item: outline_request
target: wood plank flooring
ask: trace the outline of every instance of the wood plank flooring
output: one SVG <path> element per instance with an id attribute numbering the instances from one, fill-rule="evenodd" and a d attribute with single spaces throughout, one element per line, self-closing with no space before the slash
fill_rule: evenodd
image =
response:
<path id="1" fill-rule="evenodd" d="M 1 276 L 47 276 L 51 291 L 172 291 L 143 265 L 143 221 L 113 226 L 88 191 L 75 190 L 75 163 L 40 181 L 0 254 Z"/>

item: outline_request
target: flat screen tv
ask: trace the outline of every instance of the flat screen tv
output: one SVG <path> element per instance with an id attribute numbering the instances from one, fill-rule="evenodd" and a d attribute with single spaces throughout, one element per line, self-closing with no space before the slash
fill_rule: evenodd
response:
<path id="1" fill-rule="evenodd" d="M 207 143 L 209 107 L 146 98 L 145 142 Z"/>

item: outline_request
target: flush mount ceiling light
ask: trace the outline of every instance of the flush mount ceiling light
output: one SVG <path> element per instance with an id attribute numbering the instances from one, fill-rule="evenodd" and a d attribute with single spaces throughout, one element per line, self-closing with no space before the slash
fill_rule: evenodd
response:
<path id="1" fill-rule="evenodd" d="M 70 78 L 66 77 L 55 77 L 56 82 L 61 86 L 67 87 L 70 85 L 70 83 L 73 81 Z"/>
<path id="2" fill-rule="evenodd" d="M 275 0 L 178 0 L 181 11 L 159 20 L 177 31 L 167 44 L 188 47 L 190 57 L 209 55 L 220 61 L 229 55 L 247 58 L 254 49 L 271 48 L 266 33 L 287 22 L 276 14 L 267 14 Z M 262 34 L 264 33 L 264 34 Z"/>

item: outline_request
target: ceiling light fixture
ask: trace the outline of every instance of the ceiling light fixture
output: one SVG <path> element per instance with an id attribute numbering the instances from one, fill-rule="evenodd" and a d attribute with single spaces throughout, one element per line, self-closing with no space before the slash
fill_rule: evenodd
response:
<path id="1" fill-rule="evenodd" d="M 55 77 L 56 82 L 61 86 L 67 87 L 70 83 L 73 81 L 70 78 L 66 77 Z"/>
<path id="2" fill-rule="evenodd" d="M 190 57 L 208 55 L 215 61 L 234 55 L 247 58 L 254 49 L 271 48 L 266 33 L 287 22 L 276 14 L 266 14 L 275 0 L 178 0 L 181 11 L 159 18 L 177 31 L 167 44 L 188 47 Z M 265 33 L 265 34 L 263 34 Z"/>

» 任务说明: 能把上面的全部数据一行不改地原样输出吗？

» 本题输出:
item: outline_request
target: wood plank flooring
ask: trace the outline of every instance of the wood plank flooring
output: one SVG <path> element per instance with an id attribute numbering the instances from one, fill-rule="evenodd" and a d attribute with single spaces throughout, one element per line, self-closing with no space before the slash
fill_rule: evenodd
image =
response:
<path id="1" fill-rule="evenodd" d="M 1 276 L 47 276 L 51 291 L 172 291 L 143 265 L 143 221 L 113 226 L 88 191 L 75 190 L 75 163 L 40 181 L 0 254 Z"/>

item: outline_request
target: flat screen tv
ask: trace the outline of every instance of the flat screen tv
output: one SVG <path> element per instance with an id attribute numbering the instances from one, fill-rule="evenodd" and a d attribute with single spaces throughout, one element per line, self-closing with no space before the slash
fill_rule: evenodd
response:
<path id="1" fill-rule="evenodd" d="M 207 143 L 209 107 L 146 98 L 145 142 Z"/>

item: outline_request
target: flush mount ceiling light
ask: trace the outline of every instance of the flush mount ceiling light
output: one SVG <path> element per instance with an id attribute numbering the instances from one, fill-rule="evenodd" and a d attribute with single spaces throughout, one element per line, self-closing with no space before the slash
fill_rule: evenodd
response:
<path id="1" fill-rule="evenodd" d="M 70 78 L 66 77 L 55 77 L 56 82 L 61 86 L 67 87 L 70 85 L 70 83 L 73 81 Z"/>
<path id="2" fill-rule="evenodd" d="M 275 0 L 178 0 L 181 11 L 159 20 L 177 31 L 167 44 L 188 47 L 190 57 L 209 55 L 220 61 L 229 55 L 247 58 L 254 49 L 271 48 L 266 33 L 287 22 L 276 14 L 267 14 Z M 262 34 L 264 33 L 264 34 Z"/>

item: outline_request
target: ceiling light fixture
ask: trace the outline of every instance of the ceiling light fixture
output: one SVG <path> element per instance with an id attribute numbering the instances from one, fill-rule="evenodd" and a d attribute with single spaces throughout, one element per line, self-closing with no space before the slash
fill_rule: evenodd
response:
<path id="1" fill-rule="evenodd" d="M 55 77 L 56 82 L 61 86 L 67 87 L 70 83 L 73 81 L 70 78 L 66 77 Z"/>
<path id="2" fill-rule="evenodd" d="M 190 57 L 208 55 L 215 61 L 234 55 L 247 58 L 254 49 L 271 48 L 266 33 L 287 22 L 276 14 L 266 14 L 275 0 L 178 0 L 181 11 L 159 18 L 177 31 L 167 44 L 188 47 Z M 265 33 L 265 34 L 263 34 Z"/>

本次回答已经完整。